■ **Raw data**
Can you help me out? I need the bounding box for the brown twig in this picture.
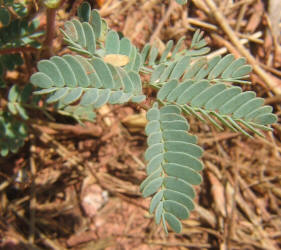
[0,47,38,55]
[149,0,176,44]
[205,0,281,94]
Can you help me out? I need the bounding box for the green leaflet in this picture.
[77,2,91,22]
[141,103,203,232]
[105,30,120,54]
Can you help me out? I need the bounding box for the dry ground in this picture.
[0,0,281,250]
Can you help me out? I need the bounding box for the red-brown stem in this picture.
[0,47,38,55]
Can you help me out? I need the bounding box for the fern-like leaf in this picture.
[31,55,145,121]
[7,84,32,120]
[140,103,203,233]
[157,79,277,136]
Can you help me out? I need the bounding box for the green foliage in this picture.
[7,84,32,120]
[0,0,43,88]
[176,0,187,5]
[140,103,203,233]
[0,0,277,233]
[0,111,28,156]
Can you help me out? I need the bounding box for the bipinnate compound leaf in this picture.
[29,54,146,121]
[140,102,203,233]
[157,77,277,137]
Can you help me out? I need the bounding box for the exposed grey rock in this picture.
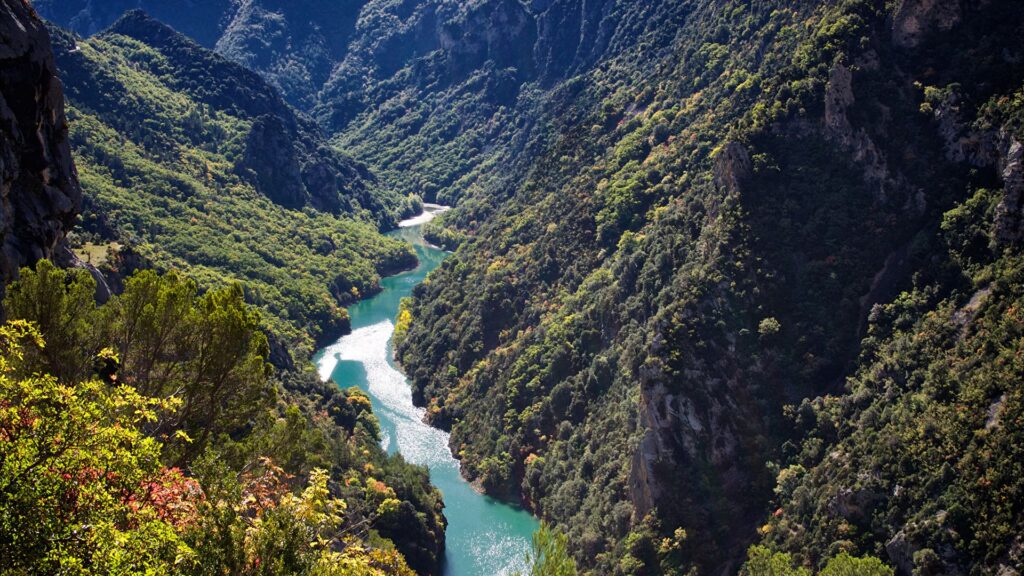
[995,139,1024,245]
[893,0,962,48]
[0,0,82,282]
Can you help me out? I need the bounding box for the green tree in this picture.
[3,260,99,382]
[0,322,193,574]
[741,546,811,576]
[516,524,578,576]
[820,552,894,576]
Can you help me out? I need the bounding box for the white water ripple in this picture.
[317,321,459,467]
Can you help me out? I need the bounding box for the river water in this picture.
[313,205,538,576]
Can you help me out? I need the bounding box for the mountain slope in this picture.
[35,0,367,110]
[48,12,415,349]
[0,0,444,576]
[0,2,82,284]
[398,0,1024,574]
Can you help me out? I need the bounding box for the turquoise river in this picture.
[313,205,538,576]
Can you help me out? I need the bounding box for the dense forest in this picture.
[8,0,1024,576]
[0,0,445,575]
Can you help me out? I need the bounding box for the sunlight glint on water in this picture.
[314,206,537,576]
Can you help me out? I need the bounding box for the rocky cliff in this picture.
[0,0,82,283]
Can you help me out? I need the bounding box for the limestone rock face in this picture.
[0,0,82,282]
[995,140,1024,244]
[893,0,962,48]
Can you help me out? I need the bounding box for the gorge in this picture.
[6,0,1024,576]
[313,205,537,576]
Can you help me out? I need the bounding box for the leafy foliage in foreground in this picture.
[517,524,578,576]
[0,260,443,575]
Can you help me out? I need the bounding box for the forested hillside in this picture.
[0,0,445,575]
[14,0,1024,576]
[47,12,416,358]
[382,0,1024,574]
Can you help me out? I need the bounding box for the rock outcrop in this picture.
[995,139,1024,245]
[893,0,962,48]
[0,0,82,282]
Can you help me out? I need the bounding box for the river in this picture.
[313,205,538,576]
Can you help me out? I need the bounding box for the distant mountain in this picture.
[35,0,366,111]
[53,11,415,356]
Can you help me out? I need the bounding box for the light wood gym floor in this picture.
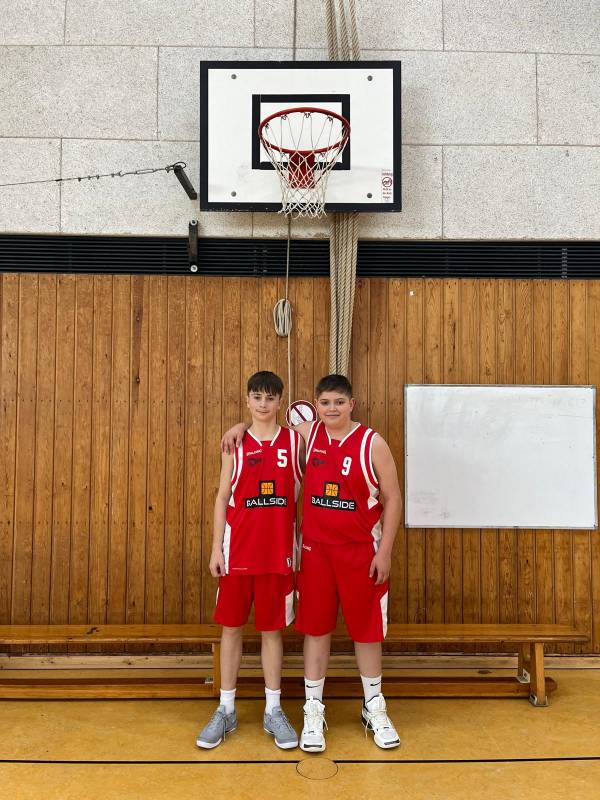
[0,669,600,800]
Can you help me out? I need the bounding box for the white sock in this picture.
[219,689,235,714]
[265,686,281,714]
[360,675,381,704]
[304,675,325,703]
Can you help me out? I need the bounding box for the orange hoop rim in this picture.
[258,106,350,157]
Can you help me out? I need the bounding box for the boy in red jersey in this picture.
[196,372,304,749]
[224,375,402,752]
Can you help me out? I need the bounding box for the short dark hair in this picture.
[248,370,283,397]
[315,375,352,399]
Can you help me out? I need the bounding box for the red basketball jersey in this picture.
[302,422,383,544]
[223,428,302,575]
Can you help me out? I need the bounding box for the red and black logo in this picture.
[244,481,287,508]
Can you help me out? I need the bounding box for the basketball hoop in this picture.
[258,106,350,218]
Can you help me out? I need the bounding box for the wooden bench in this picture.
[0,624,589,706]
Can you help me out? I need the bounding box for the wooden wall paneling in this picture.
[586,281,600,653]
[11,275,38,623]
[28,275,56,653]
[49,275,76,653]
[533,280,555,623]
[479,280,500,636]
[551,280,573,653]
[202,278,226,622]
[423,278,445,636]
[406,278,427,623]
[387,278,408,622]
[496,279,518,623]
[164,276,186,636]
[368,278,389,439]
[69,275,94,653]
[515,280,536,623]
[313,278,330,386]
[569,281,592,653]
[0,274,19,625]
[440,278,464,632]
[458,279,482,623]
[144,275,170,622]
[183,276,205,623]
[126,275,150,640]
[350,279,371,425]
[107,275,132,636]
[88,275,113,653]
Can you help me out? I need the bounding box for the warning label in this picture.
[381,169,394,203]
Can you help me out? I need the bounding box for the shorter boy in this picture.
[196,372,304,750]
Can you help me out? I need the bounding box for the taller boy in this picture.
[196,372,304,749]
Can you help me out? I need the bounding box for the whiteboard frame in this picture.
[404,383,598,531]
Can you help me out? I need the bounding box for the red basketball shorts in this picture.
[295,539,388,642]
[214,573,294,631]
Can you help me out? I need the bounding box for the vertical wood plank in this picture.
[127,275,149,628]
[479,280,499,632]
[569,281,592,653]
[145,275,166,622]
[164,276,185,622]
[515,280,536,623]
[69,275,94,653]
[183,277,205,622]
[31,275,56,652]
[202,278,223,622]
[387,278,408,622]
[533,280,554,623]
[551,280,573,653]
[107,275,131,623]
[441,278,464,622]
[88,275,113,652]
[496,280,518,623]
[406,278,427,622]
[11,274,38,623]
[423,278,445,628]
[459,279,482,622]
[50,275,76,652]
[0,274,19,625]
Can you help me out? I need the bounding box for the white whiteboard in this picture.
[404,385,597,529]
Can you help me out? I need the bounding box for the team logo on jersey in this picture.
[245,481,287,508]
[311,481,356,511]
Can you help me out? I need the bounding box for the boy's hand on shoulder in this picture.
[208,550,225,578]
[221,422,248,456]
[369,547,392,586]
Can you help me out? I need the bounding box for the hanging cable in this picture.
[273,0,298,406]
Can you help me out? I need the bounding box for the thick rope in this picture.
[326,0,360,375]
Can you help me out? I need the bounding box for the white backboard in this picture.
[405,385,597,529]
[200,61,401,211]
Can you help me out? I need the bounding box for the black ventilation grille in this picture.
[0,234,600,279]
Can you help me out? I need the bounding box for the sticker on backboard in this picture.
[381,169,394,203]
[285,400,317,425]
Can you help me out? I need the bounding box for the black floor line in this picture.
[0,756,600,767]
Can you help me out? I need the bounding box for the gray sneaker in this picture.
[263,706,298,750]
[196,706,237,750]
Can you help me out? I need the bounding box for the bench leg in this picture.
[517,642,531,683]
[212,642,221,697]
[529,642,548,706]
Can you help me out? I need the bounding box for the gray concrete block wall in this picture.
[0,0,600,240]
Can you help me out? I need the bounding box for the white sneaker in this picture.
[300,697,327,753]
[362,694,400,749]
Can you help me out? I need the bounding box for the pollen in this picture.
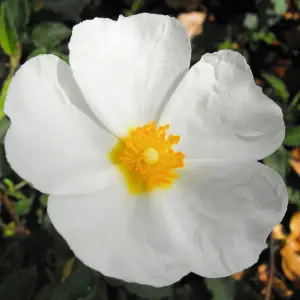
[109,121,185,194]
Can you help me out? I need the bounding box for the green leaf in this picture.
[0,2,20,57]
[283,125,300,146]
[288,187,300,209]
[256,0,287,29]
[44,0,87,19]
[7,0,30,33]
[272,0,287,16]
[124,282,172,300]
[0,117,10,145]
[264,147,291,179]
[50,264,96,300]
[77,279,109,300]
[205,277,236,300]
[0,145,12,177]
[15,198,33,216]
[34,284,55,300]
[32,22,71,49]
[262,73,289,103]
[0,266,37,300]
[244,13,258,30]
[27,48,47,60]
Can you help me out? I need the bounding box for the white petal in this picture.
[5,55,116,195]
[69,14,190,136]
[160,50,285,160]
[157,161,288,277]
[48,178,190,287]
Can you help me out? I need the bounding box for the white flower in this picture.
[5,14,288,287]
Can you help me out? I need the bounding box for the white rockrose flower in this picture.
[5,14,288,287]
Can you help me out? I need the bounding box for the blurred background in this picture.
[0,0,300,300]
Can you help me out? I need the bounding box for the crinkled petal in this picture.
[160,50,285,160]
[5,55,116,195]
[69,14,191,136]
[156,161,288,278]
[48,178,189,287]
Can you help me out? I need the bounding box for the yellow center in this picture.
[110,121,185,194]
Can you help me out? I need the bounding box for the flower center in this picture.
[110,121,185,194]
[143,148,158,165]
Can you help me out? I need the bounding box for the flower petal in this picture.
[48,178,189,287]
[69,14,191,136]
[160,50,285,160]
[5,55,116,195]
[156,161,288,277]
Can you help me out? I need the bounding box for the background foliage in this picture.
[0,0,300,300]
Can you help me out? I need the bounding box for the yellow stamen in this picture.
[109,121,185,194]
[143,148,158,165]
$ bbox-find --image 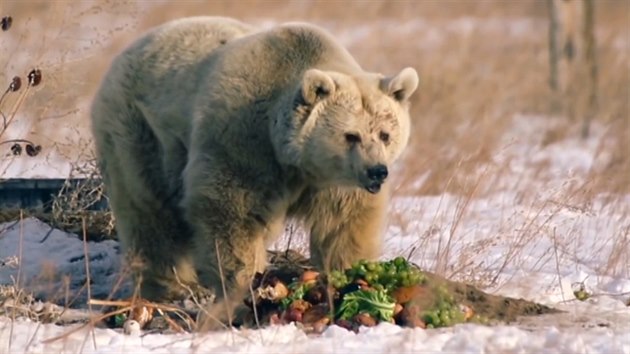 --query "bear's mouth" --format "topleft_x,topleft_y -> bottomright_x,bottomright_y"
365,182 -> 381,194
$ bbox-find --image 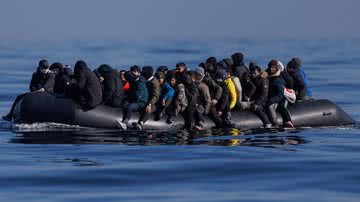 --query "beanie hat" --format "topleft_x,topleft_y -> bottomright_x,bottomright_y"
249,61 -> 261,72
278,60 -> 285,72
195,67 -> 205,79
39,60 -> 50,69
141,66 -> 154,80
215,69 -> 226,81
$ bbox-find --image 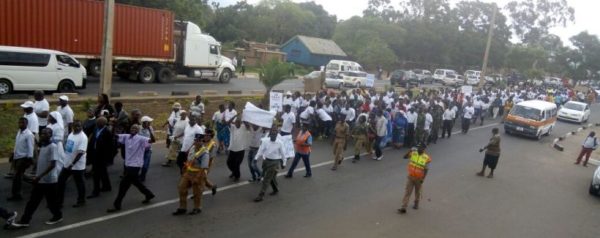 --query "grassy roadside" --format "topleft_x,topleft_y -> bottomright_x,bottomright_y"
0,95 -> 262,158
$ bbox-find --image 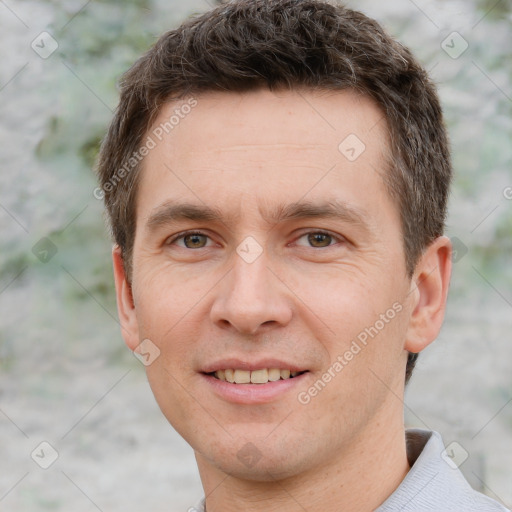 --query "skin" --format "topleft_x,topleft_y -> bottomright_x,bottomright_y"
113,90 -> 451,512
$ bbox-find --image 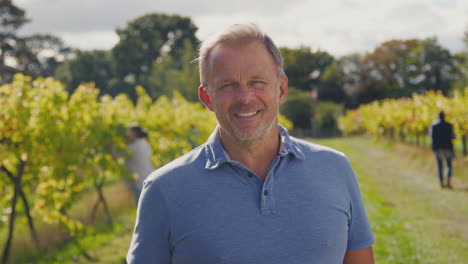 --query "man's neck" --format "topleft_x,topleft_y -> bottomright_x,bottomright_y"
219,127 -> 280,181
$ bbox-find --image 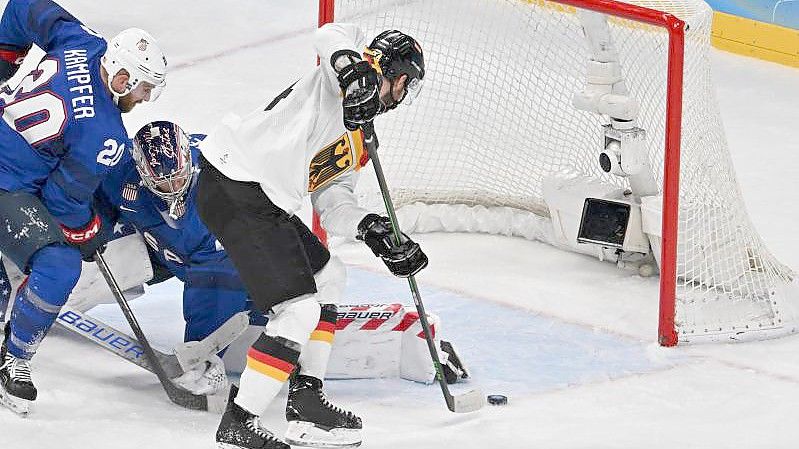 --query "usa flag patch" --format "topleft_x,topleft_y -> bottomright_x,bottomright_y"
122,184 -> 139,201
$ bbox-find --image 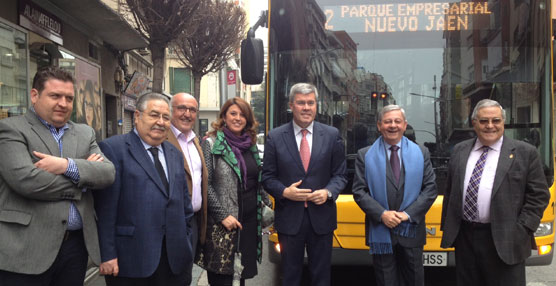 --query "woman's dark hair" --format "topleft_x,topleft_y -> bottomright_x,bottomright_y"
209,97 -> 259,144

■ **Directive**
Copy every line of the listing, from the line containing "basketball jersey in this picture." down to the line containing "[244,481,287,508]", adding -56 to each bounding box coordinate and keeping all other lines unchanged.

■ **Output for this exercise**
Can you help me out? I need the bounding box for the red basketball jersey in this picture.
[246,366,327,488]
[167,372,246,519]
Can you help me out? I need the bounding box for the red and black logo in this picture.
[188,425,231,452]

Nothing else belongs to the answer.